Everything from the line that contains "Would you please locate the snowy" through the last line of the listing must be copied exactly, with both of those lines included and no others.

══ MATERIAL FOR THE TASK ══

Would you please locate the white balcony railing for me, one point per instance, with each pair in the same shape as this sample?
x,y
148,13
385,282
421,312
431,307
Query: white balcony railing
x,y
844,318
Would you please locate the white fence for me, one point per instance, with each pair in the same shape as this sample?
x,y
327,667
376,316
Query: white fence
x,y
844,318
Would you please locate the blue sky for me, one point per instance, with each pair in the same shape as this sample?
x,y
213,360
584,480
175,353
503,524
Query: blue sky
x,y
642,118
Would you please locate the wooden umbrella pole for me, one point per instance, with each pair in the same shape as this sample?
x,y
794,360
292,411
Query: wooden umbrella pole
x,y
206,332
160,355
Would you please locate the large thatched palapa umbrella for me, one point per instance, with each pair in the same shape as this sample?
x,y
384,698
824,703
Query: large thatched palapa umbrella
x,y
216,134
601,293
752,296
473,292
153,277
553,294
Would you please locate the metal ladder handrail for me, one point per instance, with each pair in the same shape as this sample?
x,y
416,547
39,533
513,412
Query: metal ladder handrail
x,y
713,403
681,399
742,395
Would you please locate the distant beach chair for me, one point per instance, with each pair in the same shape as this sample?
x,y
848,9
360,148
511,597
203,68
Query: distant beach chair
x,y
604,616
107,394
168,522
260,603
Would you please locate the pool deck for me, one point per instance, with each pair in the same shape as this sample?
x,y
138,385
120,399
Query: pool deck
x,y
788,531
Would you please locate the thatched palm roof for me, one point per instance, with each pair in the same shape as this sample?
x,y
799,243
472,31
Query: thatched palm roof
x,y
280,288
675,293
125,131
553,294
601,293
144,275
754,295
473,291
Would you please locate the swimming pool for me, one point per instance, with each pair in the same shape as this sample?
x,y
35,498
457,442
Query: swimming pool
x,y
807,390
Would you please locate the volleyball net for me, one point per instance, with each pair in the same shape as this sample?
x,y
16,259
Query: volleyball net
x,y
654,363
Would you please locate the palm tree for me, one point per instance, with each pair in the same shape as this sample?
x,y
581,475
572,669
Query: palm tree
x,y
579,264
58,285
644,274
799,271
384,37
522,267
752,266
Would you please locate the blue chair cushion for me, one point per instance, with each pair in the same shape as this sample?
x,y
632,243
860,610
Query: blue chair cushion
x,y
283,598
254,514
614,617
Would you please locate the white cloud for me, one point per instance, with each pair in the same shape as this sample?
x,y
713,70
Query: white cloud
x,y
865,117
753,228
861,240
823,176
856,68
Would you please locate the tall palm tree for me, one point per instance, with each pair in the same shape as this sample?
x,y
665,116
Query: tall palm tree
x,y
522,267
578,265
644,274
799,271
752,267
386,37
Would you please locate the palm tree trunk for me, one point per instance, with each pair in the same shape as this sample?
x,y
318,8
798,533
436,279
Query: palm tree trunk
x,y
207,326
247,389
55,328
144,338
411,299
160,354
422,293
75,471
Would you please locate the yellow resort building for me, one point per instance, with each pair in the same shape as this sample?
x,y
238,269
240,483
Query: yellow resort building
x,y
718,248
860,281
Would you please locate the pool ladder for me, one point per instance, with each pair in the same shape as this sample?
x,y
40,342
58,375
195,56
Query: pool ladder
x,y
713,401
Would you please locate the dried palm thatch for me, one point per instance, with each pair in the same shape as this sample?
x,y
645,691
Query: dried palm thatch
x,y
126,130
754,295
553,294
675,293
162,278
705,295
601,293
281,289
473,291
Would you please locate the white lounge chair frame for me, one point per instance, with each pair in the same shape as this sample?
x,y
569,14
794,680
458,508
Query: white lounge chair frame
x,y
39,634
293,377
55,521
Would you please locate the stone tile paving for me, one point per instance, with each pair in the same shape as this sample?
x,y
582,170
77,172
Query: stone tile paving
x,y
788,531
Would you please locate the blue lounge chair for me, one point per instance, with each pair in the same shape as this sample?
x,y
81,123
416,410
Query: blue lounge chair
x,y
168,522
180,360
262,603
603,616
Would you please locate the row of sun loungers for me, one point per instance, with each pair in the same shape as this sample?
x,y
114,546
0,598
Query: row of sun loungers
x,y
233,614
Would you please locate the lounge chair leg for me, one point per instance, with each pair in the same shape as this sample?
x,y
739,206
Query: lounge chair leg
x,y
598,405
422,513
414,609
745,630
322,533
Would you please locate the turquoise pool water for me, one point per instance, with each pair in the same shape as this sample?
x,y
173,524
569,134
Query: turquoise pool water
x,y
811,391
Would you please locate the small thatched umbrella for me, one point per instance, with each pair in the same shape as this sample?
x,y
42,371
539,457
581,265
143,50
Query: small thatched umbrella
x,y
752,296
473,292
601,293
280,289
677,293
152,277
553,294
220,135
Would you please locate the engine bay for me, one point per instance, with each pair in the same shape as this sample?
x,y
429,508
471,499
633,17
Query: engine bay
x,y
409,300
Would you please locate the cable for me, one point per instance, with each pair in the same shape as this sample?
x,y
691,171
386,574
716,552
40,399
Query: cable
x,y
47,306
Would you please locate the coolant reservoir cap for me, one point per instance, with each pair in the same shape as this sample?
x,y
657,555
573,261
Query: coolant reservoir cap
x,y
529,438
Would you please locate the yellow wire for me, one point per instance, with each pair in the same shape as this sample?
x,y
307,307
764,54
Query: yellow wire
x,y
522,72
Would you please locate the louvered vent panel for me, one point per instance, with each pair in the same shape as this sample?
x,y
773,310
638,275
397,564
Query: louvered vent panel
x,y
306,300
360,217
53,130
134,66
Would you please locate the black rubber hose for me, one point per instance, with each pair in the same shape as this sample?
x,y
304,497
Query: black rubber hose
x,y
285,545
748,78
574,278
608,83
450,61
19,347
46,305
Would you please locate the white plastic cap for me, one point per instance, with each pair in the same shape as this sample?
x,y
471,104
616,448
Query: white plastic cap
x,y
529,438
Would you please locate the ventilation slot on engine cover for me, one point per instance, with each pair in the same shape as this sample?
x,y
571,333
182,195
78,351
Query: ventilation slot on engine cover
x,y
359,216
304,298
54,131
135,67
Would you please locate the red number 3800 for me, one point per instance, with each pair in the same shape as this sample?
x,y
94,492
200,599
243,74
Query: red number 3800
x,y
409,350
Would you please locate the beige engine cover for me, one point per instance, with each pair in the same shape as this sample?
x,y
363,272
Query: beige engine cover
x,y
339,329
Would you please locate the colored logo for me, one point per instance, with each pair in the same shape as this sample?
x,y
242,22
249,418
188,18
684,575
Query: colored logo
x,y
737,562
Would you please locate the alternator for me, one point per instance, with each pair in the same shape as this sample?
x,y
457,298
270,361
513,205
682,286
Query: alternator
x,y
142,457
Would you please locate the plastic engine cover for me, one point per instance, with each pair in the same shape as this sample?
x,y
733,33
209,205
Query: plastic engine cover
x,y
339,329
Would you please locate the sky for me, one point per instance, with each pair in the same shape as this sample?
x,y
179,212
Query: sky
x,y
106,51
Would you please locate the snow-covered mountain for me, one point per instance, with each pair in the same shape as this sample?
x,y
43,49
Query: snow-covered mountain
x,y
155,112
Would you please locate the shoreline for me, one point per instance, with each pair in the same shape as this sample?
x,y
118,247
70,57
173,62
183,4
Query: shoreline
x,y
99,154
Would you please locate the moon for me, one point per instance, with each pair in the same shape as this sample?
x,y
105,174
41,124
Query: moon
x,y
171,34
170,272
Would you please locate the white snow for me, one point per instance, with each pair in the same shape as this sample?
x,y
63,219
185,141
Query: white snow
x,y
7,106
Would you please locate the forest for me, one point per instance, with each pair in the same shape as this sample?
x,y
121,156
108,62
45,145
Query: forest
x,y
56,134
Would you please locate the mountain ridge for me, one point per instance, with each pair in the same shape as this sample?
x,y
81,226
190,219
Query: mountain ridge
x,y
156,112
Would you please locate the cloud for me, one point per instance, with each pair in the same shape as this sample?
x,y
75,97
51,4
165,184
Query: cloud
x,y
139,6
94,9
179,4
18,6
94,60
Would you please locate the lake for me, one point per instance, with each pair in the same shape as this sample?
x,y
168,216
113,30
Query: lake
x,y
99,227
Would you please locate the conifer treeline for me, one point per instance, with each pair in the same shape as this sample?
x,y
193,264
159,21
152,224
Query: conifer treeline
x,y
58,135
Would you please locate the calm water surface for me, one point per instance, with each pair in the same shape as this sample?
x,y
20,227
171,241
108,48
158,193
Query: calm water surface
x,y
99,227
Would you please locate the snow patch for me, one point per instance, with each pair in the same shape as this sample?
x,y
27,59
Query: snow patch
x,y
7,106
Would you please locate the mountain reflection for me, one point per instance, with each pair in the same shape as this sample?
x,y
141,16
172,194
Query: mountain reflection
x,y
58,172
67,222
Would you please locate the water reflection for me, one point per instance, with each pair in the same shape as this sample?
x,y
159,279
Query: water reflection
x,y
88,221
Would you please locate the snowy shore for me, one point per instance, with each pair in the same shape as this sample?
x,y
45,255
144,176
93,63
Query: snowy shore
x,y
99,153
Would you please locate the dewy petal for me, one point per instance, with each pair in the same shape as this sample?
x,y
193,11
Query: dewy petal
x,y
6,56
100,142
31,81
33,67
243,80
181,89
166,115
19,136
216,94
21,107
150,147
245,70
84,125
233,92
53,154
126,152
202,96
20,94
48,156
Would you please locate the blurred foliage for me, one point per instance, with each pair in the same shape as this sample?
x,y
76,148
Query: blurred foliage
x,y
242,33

═══

= OUTPUT BELOW =
Would you please locate the snowy shore for me, one point per instance, with each pair in the same shape as this sample?
x,y
45,255
144,176
93,63
Query: snowy shore
x,y
99,153
Would you please locate the dewy petal for me, one point per instance, with each pair in the same shape as this sample?
x,y
193,11
Query: dewy petal
x,y
6,56
100,142
31,81
33,67
243,80
181,89
166,115
19,136
216,94
21,107
150,147
245,70
84,125
233,92
53,154
126,152
202,96
20,94
48,156
Would you please locate the blurred foliage for me, one point per instance, with each pair in the same shape as this sample?
x,y
76,148
Query: blurred foliage
x,y
242,33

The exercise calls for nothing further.